"""
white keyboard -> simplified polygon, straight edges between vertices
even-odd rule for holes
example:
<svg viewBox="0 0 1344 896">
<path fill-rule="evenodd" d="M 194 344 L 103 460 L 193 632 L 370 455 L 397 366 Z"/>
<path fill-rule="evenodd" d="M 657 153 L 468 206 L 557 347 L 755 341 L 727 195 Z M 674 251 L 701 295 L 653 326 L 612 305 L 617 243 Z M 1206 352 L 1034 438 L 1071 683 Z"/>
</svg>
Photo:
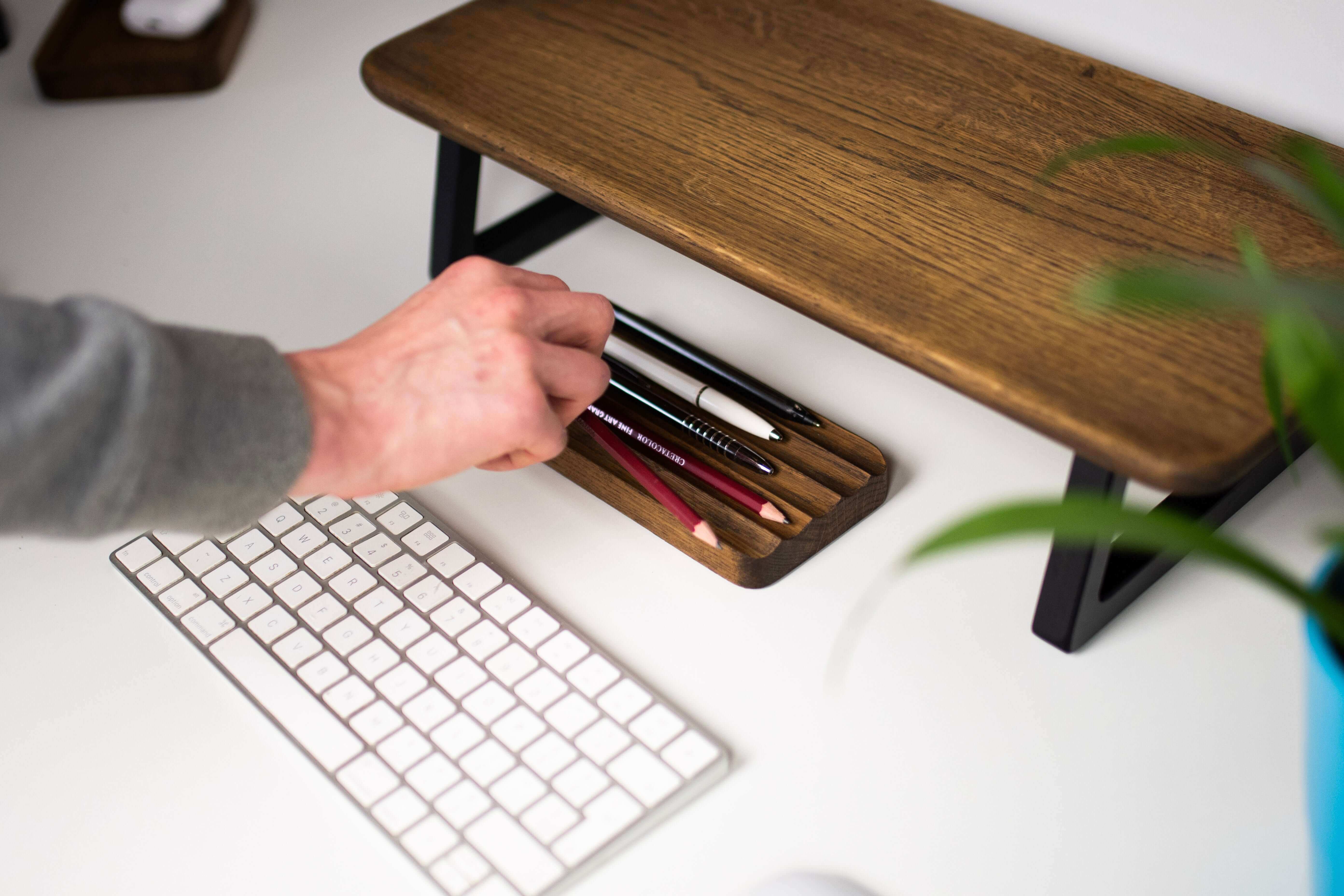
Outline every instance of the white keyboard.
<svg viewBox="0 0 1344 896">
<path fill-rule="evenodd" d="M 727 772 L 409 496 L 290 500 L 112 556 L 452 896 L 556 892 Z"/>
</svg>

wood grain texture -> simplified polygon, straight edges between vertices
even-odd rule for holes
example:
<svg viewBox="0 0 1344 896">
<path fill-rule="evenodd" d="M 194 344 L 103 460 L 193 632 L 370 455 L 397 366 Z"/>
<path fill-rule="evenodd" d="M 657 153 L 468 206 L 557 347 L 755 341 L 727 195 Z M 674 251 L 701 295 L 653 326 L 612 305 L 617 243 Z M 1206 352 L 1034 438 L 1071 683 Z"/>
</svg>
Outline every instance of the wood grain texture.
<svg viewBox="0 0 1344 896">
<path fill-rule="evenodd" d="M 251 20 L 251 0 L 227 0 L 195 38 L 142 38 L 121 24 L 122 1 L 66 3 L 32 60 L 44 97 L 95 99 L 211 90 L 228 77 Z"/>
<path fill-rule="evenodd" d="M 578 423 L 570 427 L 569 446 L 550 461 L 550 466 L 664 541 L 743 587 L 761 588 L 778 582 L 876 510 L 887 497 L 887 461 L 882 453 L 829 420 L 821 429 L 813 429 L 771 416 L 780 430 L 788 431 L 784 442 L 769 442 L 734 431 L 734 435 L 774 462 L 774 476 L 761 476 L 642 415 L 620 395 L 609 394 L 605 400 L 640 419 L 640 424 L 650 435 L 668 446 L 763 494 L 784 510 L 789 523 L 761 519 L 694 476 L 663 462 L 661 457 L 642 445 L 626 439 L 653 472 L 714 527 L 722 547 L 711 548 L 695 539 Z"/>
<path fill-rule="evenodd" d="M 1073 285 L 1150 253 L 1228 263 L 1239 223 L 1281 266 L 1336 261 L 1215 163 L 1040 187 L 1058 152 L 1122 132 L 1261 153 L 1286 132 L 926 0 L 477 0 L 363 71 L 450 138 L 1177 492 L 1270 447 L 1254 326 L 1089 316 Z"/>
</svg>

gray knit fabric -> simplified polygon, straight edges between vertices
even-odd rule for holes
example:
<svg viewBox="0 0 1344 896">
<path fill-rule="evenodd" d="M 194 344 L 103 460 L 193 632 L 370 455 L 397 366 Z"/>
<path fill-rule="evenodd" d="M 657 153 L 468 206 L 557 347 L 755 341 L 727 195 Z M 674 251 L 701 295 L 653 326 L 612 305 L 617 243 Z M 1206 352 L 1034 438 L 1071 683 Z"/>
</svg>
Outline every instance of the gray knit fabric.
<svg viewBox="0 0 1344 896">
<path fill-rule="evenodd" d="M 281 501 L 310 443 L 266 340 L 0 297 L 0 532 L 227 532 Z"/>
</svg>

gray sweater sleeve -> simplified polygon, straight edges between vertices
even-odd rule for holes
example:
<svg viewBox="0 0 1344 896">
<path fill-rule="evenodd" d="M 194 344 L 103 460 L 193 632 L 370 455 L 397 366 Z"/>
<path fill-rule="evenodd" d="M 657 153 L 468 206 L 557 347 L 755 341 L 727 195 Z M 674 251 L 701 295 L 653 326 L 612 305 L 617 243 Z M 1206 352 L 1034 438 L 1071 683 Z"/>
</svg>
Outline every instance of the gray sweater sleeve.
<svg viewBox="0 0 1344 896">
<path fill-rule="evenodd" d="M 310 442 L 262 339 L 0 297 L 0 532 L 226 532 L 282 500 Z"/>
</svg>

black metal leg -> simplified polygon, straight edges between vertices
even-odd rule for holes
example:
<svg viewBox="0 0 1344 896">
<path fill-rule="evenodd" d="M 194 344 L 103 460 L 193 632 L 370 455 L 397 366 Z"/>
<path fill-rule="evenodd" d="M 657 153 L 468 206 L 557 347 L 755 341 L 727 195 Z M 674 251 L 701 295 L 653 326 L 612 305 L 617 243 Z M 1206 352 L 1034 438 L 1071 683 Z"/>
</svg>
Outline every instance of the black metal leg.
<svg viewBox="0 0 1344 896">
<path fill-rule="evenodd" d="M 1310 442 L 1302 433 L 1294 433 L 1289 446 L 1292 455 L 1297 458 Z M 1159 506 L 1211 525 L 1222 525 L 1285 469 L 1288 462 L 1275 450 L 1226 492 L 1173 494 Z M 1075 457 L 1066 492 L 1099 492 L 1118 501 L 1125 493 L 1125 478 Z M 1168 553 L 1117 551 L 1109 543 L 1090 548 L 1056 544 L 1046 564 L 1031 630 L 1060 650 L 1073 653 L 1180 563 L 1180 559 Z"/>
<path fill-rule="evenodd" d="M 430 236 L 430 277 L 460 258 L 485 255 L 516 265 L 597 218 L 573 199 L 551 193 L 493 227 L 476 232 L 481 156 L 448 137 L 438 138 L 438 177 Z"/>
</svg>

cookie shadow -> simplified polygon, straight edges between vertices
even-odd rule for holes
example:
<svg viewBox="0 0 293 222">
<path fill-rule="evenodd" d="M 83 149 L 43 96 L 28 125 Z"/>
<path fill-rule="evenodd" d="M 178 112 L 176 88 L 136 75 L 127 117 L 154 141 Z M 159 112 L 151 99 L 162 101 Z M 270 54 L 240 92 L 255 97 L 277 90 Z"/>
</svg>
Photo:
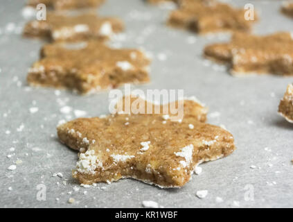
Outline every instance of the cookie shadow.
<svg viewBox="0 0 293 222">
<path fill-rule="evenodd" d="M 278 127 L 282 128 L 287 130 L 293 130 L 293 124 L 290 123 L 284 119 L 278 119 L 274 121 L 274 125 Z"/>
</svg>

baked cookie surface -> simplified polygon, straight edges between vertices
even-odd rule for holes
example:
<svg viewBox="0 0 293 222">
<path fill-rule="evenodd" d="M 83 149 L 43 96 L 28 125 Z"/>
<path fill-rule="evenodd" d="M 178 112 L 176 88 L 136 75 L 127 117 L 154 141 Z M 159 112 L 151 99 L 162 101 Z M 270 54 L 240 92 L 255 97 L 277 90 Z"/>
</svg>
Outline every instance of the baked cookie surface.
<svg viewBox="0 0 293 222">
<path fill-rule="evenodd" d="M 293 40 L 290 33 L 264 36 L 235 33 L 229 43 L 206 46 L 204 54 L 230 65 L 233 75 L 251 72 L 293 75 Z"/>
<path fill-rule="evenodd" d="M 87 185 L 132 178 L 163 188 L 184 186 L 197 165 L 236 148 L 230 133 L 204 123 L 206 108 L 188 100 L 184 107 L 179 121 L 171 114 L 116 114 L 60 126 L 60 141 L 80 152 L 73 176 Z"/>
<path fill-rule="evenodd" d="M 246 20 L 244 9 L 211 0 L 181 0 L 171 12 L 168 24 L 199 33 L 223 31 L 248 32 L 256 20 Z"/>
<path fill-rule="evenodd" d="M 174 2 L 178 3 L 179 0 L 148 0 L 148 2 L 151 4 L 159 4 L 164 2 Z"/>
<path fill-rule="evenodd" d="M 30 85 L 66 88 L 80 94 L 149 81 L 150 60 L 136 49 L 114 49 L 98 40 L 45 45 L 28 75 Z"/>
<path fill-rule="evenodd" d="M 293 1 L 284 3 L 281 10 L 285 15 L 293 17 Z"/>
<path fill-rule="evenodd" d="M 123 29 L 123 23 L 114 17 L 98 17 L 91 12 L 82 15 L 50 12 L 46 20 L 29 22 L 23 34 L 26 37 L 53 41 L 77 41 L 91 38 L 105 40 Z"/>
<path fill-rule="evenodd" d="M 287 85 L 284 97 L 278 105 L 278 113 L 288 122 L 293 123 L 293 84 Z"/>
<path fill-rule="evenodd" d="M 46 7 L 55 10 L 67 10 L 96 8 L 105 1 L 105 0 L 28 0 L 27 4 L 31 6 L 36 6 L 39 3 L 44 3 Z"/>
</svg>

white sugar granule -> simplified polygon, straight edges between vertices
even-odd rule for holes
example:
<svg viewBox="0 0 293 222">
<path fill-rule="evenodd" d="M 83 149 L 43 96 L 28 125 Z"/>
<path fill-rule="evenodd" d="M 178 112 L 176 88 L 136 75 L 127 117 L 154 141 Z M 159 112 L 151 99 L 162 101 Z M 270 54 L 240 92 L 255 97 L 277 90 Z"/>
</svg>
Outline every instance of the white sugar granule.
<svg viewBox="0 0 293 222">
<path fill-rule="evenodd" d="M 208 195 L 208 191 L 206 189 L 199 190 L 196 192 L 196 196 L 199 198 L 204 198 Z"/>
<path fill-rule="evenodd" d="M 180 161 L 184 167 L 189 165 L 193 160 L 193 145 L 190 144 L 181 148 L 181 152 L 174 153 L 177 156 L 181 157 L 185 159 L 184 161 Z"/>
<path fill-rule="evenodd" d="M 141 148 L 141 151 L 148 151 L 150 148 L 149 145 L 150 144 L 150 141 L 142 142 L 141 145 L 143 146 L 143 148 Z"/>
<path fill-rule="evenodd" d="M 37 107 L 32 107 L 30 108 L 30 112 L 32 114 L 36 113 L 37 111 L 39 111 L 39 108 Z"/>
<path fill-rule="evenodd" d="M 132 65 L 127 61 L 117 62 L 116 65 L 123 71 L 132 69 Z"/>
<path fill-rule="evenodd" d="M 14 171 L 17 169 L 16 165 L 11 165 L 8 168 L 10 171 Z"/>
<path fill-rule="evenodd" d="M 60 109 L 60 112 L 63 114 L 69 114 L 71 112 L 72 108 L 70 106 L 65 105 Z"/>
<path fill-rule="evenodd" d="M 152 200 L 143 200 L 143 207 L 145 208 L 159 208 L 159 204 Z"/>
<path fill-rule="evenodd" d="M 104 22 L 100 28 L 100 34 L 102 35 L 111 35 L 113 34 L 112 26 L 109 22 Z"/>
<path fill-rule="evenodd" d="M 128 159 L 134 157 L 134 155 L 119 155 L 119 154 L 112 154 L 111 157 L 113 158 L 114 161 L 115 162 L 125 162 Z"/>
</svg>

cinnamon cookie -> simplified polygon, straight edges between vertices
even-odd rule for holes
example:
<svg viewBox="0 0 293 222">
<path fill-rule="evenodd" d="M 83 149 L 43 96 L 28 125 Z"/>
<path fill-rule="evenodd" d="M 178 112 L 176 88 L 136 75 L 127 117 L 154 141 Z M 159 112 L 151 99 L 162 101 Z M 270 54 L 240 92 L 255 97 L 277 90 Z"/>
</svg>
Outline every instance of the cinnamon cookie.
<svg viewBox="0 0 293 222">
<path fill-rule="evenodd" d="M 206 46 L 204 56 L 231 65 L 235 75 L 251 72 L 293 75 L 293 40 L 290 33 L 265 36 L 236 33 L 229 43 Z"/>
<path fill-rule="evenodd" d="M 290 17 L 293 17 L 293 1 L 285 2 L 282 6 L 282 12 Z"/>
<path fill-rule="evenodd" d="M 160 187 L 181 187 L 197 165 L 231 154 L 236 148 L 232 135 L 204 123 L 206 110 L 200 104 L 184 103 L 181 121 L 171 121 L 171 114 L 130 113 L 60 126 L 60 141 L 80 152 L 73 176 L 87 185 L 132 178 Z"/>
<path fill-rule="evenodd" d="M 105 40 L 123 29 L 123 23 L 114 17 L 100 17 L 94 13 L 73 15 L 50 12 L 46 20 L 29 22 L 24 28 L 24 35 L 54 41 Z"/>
"""
(ESERCIZIO DA SVOLGERE) Trascrivi senza alcuna modifica la parte che si apre con la riga contenente "cinnamon cookie ->" e si chiude con la riga contenente "290 17 L 293", entrambe incluse.

(LA SOLUZIONE)
cinnamon cookie -> simplified polygon, straight edges between vertices
even-odd rule for holes
example:
<svg viewBox="0 0 293 222">
<path fill-rule="evenodd" d="M 83 149 L 43 96 L 28 125 Z"/>
<path fill-rule="evenodd" d="M 178 112 L 176 88 L 136 75 L 127 117 L 154 141 Z M 159 112 L 151 99 L 162 101 Z M 270 54 L 240 92 L 255 97 L 277 90 Z"/>
</svg>
Outline every instance of the cinnamon cookie.
<svg viewBox="0 0 293 222">
<path fill-rule="evenodd" d="M 206 46 L 204 56 L 231 65 L 235 75 L 251 72 L 293 75 L 293 40 L 290 33 L 265 36 L 236 33 L 229 43 Z"/>
<path fill-rule="evenodd" d="M 290 17 L 293 17 L 293 1 L 285 2 L 282 6 L 282 12 Z"/>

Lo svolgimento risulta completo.